### Problem statement
Read the records below and report each line in which "Find" occurs.

*** Input Section Begins ***

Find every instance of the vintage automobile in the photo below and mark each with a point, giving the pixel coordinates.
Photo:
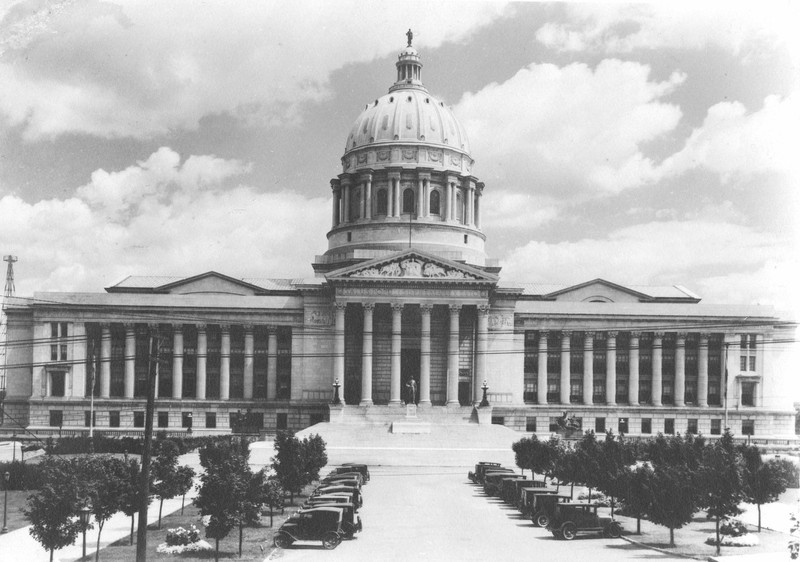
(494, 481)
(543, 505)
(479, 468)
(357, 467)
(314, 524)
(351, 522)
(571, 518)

*** Input Section Ends ***
*** Input Section Begins ***

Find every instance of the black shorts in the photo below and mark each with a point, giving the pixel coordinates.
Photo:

*** Input Section Ends ***

### Task result
Find every instance of the vintage automobile in the photo below and mark each with a point, giving the pixel coordinates.
Find every instance of the black shorts in the photo below and mark each with a point, giving the pixel coordinates.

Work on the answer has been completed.